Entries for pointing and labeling

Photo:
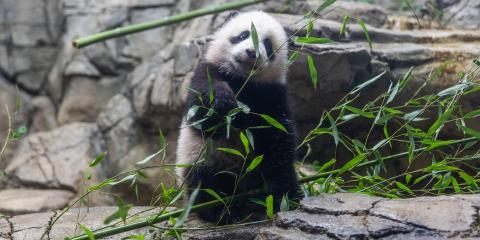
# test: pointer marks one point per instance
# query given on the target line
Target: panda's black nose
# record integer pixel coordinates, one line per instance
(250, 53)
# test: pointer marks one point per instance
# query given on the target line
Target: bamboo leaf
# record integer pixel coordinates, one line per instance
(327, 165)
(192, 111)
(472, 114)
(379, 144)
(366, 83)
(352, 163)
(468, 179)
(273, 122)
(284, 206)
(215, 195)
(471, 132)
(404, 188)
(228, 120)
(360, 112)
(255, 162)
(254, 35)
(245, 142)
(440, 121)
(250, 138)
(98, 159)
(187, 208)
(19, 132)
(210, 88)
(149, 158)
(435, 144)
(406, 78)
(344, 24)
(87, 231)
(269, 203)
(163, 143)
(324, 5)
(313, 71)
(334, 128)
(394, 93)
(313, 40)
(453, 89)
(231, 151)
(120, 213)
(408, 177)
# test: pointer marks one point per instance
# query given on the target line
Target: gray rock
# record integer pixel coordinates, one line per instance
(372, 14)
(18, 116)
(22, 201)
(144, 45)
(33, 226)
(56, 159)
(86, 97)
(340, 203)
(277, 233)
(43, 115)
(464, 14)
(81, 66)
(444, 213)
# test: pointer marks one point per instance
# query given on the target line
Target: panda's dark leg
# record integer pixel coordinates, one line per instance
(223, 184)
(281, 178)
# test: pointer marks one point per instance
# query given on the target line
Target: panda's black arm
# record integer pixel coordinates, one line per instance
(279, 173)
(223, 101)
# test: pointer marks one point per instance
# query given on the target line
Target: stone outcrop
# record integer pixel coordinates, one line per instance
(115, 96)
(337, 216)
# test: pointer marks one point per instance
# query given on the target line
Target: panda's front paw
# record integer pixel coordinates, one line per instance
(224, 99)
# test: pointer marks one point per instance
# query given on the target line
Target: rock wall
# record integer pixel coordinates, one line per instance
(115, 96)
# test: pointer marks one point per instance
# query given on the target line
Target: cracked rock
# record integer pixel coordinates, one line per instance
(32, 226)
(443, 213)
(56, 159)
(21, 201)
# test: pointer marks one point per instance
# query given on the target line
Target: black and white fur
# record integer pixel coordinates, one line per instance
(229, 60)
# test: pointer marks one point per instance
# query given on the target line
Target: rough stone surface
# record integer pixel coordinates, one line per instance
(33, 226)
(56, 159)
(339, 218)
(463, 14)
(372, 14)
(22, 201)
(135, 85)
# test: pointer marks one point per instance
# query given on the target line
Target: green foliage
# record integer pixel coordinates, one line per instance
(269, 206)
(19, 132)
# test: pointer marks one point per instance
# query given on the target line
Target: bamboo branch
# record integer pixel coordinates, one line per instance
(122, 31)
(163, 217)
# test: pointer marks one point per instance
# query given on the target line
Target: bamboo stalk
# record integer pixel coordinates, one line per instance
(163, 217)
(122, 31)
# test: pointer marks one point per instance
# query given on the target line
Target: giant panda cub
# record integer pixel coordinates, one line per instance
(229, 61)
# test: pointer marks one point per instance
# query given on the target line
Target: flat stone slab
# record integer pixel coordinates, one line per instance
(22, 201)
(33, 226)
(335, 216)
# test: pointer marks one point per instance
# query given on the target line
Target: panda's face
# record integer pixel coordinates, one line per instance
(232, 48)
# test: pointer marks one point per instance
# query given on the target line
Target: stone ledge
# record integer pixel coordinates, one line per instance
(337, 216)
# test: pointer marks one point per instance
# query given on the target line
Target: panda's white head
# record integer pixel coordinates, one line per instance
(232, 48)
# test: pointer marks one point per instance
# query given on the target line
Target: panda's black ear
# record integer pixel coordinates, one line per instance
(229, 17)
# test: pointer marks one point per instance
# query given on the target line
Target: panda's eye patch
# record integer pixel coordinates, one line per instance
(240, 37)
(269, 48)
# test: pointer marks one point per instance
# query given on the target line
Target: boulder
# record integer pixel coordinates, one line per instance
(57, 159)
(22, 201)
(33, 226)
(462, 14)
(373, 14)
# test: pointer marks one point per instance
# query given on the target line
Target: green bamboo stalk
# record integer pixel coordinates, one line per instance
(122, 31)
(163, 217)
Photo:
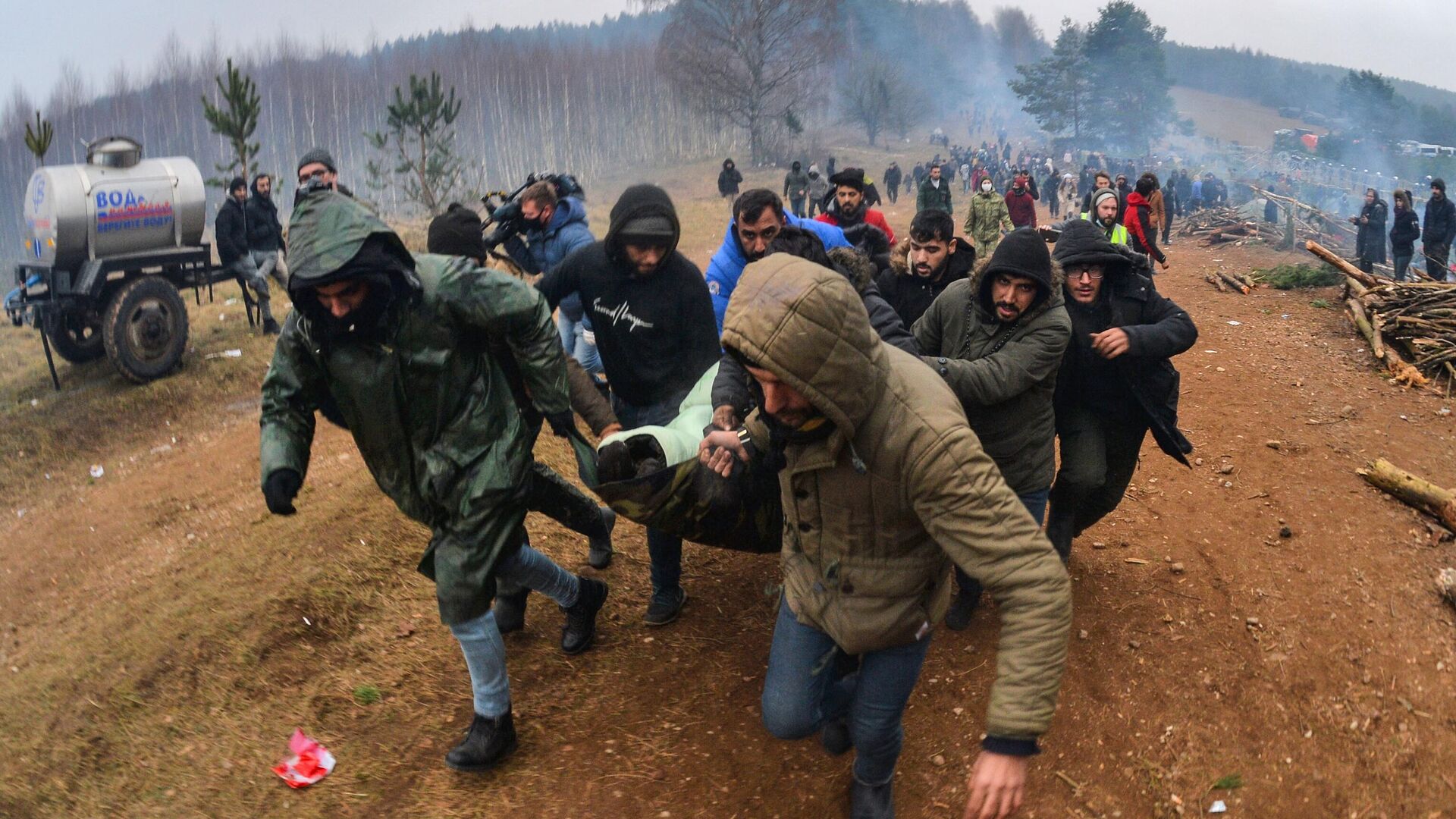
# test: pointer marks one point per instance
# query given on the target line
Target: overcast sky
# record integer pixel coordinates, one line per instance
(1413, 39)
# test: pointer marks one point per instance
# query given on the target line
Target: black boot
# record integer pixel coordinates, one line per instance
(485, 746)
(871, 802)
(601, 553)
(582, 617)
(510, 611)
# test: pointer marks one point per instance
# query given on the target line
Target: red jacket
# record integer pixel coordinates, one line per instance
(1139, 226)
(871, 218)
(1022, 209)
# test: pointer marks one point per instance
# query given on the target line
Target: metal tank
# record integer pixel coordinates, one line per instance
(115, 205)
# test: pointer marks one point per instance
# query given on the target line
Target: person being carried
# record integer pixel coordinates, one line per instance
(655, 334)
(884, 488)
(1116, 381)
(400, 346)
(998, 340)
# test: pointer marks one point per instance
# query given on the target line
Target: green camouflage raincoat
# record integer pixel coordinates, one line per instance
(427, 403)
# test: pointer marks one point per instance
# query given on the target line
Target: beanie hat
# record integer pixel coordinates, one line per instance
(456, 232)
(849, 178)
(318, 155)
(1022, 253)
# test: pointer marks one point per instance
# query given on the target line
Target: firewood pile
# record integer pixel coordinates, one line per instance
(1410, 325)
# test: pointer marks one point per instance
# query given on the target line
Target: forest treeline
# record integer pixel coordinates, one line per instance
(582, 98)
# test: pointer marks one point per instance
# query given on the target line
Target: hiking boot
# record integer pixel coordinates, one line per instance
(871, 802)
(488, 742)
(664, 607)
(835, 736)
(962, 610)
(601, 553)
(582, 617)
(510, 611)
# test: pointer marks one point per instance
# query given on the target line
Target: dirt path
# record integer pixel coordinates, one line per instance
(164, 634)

...

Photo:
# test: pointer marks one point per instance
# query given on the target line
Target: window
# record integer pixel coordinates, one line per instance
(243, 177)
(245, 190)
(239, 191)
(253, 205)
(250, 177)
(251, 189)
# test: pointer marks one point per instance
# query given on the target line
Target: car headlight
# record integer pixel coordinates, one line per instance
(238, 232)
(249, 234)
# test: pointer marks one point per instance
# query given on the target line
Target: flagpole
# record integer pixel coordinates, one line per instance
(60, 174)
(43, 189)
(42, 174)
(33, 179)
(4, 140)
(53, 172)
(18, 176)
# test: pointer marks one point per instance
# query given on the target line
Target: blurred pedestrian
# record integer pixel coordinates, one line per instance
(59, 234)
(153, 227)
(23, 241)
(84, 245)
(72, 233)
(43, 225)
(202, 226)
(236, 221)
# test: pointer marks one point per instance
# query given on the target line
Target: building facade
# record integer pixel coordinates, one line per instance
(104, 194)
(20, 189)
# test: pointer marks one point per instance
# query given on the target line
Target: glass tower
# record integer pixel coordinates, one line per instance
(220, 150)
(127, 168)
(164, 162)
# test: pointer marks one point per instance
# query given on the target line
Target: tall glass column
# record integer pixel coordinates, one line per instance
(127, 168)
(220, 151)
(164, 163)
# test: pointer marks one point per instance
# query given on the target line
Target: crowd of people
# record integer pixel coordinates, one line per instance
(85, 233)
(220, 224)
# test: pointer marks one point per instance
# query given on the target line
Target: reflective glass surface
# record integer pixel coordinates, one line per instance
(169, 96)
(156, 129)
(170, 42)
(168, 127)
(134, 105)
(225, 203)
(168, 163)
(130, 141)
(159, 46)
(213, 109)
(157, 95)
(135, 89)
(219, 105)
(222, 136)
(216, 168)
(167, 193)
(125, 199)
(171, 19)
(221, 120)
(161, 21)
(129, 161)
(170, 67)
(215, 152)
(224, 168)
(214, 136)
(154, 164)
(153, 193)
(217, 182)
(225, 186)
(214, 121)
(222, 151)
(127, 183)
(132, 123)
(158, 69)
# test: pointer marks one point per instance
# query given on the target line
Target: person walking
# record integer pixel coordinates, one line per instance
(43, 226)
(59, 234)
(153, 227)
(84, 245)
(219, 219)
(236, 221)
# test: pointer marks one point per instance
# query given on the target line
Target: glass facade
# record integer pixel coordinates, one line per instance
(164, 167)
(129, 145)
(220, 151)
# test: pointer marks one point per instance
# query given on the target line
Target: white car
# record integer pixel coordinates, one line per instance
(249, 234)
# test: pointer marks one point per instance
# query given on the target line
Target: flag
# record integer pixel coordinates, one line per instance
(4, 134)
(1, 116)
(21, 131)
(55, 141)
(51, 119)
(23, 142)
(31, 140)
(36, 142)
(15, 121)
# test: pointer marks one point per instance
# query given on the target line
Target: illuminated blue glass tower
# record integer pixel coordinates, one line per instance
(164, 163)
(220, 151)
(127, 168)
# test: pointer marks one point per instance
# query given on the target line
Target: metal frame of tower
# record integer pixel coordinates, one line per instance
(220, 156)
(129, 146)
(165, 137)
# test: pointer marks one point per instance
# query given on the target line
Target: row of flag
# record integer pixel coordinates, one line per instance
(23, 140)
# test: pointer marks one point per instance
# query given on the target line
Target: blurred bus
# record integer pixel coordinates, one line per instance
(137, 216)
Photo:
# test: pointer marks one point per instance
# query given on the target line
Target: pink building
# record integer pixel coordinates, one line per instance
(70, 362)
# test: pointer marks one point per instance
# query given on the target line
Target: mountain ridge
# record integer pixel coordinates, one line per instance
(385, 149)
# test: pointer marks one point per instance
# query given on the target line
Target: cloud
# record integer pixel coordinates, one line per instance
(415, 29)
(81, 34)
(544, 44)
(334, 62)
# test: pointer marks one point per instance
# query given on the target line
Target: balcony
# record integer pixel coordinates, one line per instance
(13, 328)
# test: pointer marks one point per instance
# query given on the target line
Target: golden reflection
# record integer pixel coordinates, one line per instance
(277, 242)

...

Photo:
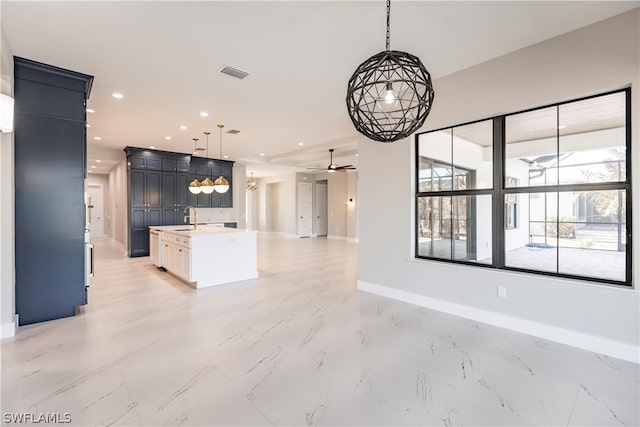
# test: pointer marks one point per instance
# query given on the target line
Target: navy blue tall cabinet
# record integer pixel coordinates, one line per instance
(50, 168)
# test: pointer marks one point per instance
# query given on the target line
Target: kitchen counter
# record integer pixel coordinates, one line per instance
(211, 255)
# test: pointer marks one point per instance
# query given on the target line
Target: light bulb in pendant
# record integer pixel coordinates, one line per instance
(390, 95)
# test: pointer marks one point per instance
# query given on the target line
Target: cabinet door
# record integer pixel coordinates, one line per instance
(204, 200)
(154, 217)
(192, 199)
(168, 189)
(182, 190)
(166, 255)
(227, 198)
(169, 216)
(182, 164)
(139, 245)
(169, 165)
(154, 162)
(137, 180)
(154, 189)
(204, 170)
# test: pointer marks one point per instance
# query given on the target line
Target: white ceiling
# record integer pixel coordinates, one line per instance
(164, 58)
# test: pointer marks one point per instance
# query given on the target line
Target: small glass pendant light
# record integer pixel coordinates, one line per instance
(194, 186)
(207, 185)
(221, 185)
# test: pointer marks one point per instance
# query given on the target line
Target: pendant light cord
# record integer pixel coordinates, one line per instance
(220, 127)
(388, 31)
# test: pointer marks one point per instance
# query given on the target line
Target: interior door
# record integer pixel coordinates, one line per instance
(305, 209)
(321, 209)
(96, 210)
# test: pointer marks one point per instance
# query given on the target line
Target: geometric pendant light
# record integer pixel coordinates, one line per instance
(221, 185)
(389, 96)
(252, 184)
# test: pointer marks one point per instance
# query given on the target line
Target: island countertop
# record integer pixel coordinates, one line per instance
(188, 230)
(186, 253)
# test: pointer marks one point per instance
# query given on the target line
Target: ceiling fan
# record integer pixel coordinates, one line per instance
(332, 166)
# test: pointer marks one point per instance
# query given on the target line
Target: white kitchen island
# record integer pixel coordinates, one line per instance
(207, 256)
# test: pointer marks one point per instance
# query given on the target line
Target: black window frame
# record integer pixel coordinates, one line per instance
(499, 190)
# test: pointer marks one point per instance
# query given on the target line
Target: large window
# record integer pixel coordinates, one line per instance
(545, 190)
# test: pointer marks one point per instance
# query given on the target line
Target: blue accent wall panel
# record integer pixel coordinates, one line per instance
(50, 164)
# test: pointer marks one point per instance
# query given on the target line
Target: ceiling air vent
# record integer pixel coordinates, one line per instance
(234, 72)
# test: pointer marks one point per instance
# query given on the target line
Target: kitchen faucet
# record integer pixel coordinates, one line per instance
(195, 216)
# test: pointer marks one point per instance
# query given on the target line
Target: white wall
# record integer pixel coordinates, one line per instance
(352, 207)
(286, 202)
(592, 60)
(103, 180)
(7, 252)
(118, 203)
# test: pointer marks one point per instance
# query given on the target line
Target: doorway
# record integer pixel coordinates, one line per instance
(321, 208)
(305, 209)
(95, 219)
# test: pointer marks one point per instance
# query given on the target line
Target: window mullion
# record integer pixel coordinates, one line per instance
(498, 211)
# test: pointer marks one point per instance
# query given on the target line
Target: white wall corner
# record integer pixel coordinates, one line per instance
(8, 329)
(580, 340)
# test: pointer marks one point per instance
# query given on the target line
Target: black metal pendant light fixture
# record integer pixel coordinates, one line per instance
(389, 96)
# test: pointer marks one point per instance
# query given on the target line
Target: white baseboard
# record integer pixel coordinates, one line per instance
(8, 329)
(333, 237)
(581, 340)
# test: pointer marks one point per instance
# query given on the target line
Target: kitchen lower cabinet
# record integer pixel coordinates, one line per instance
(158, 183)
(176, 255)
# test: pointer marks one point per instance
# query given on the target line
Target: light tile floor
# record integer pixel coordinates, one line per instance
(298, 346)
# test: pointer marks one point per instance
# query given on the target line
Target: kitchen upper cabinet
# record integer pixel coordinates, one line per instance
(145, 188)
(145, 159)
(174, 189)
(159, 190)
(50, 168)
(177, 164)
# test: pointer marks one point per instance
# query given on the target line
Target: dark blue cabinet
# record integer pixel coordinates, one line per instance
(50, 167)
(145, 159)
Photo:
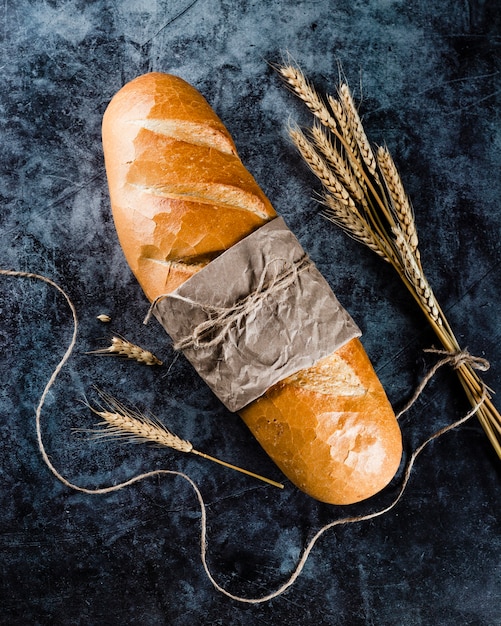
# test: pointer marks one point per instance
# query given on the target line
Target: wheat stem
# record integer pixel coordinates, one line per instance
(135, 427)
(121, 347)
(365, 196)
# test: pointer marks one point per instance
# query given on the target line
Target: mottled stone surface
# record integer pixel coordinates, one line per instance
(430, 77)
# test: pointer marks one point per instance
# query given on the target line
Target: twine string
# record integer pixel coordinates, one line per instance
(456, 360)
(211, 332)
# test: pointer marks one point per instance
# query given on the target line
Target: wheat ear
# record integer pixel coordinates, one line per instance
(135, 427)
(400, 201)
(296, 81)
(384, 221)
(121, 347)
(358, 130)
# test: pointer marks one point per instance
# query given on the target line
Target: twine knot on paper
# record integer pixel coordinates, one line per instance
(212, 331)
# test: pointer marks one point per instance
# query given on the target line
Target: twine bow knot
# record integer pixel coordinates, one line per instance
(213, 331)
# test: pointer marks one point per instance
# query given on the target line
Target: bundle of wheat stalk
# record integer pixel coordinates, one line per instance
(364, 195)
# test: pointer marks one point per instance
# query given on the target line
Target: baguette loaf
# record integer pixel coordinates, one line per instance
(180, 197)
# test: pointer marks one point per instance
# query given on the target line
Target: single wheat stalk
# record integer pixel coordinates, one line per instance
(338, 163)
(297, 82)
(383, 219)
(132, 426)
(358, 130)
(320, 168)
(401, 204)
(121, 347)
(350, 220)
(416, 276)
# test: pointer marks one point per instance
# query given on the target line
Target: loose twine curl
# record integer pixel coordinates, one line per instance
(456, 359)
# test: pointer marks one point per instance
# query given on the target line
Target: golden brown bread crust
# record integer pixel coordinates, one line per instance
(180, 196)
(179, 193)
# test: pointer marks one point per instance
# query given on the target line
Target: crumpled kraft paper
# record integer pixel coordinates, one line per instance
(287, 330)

» What is required:
How many lines of the material contain the string "white"? Treat case as significant, and give only the number.

» Answer to this exercise:
8